Reproduce every one of the following items verbatim, keeping each line unchanged.

** begin RECORDS SUPPLIED **

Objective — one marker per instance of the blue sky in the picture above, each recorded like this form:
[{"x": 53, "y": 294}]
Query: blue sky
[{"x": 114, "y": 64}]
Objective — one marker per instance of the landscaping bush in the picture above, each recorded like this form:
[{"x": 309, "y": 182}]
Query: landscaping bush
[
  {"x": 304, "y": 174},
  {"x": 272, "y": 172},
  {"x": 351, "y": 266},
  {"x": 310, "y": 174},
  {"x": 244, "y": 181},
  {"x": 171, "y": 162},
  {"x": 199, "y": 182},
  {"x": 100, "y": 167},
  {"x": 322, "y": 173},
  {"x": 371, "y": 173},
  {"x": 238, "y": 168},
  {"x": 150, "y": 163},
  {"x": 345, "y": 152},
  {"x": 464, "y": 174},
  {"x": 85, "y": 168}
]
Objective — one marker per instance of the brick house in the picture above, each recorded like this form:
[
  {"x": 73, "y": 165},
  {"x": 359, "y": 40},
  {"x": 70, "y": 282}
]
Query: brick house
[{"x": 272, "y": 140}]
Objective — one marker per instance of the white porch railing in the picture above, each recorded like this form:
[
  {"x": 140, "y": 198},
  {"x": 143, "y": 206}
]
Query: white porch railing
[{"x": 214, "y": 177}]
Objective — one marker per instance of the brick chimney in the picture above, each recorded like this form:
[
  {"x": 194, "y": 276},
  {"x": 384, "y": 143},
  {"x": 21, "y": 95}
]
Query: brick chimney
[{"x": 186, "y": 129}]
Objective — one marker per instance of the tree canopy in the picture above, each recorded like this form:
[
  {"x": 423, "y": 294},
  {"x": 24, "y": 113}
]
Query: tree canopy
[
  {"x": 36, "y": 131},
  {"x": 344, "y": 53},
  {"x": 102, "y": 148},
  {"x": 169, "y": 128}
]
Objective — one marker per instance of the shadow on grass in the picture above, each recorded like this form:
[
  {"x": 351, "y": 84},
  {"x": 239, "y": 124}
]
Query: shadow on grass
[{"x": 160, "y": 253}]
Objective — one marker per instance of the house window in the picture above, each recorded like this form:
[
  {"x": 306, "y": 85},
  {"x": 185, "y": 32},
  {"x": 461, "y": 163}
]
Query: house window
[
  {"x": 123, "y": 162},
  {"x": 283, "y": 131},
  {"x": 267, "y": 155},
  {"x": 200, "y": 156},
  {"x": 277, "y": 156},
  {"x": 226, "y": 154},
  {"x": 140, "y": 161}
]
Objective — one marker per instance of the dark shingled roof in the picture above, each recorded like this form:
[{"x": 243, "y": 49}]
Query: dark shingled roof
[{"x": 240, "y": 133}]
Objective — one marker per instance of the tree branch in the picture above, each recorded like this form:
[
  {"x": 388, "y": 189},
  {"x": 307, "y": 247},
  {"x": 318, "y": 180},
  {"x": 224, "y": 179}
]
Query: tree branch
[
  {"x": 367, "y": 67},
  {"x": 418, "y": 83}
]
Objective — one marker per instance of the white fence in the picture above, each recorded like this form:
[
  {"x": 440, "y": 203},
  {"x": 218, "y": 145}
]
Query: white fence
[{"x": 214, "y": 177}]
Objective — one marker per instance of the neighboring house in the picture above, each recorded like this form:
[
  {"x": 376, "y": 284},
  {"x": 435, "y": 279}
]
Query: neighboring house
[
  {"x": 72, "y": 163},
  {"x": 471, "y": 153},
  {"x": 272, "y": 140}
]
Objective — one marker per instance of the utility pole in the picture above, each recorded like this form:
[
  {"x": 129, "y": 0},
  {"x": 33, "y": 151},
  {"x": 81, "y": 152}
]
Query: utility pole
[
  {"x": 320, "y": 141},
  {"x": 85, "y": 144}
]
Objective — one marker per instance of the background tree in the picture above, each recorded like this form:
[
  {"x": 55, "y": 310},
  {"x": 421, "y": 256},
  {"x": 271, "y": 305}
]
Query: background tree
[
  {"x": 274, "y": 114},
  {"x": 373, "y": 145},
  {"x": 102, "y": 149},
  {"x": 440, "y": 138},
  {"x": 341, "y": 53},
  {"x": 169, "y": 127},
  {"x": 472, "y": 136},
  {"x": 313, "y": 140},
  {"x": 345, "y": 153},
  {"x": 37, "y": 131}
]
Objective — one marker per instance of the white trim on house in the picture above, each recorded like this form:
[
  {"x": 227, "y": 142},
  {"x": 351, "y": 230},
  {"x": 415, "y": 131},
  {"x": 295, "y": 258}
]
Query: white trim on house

** end RECORDS SUPPLIED **

# EXERCISE RESULT
Objective — one marker per instance of the blue sky in the picture above, each recorded like this form:
[{"x": 53, "y": 294}]
Query: blue sky
[{"x": 114, "y": 64}]
Objective — one marker per instance of the landscaping bush in the picture above, each recorded like this form:
[{"x": 309, "y": 182}]
Query: landscaping bush
[
  {"x": 304, "y": 174},
  {"x": 272, "y": 172},
  {"x": 351, "y": 266},
  {"x": 310, "y": 174},
  {"x": 244, "y": 181},
  {"x": 171, "y": 162},
  {"x": 199, "y": 182},
  {"x": 100, "y": 167},
  {"x": 322, "y": 173},
  {"x": 371, "y": 173},
  {"x": 238, "y": 168},
  {"x": 150, "y": 163},
  {"x": 345, "y": 152},
  {"x": 464, "y": 174},
  {"x": 85, "y": 168}
]
Objective — one marker per instance of the brick house in the picture above, each recorded like this form:
[
  {"x": 73, "y": 165},
  {"x": 359, "y": 40},
  {"x": 70, "y": 282}
]
Query: brick house
[{"x": 272, "y": 140}]
Objective — one marker per instance of the white porch railing in the picture above, each recorded like this form:
[
  {"x": 140, "y": 198},
  {"x": 143, "y": 206}
]
Query: white porch railing
[{"x": 214, "y": 177}]
Objective — one marker per instance of the brick chimney in the picture above, each recorded like this form:
[
  {"x": 194, "y": 276},
  {"x": 384, "y": 143},
  {"x": 21, "y": 95}
]
Query: brick chimney
[{"x": 186, "y": 129}]
Objective — one marker per instance of the tree canopy in the picture above, each recorded like this form:
[
  {"x": 423, "y": 294},
  {"x": 24, "y": 113}
]
Query: tree canopy
[
  {"x": 36, "y": 131},
  {"x": 344, "y": 53},
  {"x": 102, "y": 148},
  {"x": 169, "y": 128}
]
Objective — one marker per instance of the shadow on grass in the picture above, each recorded like this form:
[
  {"x": 351, "y": 84},
  {"x": 239, "y": 124}
]
Query: shadow on grass
[{"x": 160, "y": 253}]
Objective — one marker per instance of the house window in the picture above, each recorded like this form:
[
  {"x": 306, "y": 85},
  {"x": 185, "y": 32},
  {"x": 461, "y": 163}
]
Query: house window
[
  {"x": 123, "y": 162},
  {"x": 283, "y": 131},
  {"x": 267, "y": 155},
  {"x": 200, "y": 156},
  {"x": 277, "y": 156},
  {"x": 226, "y": 154},
  {"x": 140, "y": 161}
]
Objective — one marker per instance of the dark shingled roof in the picture above, each recorded like this form:
[{"x": 243, "y": 49}]
Query: dark shingled roof
[{"x": 240, "y": 133}]
Objective — one marker per instance of the tree branch in the picture above, each recorded like this form:
[
  {"x": 388, "y": 189},
  {"x": 307, "y": 247},
  {"x": 318, "y": 180},
  {"x": 224, "y": 179}
]
Query: tree branch
[
  {"x": 367, "y": 67},
  {"x": 418, "y": 83}
]
Objective — one marker per instance of the white fence in the picture above, each recorded like this form:
[
  {"x": 440, "y": 203},
  {"x": 218, "y": 145}
]
Query: white fence
[{"x": 214, "y": 177}]
Objective — one marker per instance of the neighboring house in the picture above, each recorded like this form:
[
  {"x": 376, "y": 284},
  {"x": 435, "y": 279}
]
Query: neighboring house
[
  {"x": 72, "y": 163},
  {"x": 471, "y": 153},
  {"x": 272, "y": 140}
]
Objective — one marker per instance of the utility pole in the picture above, each recorded like this form:
[
  {"x": 129, "y": 0},
  {"x": 33, "y": 151},
  {"x": 81, "y": 152}
]
Query: utility pole
[
  {"x": 320, "y": 141},
  {"x": 85, "y": 144}
]
Objective — one marker per instance of the background tree in the picture above, each recorded like this form:
[
  {"x": 55, "y": 310},
  {"x": 421, "y": 256},
  {"x": 271, "y": 305}
]
Query: background tree
[
  {"x": 274, "y": 114},
  {"x": 373, "y": 145},
  {"x": 102, "y": 149},
  {"x": 440, "y": 138},
  {"x": 341, "y": 53},
  {"x": 169, "y": 127},
  {"x": 472, "y": 136},
  {"x": 313, "y": 140},
  {"x": 345, "y": 153},
  {"x": 37, "y": 131}
]
Objective — one marker per instance of the white trim on house in the picture above, each recorded like this form:
[
  {"x": 227, "y": 142},
  {"x": 351, "y": 230},
  {"x": 415, "y": 131},
  {"x": 295, "y": 258}
]
Query: white trim on house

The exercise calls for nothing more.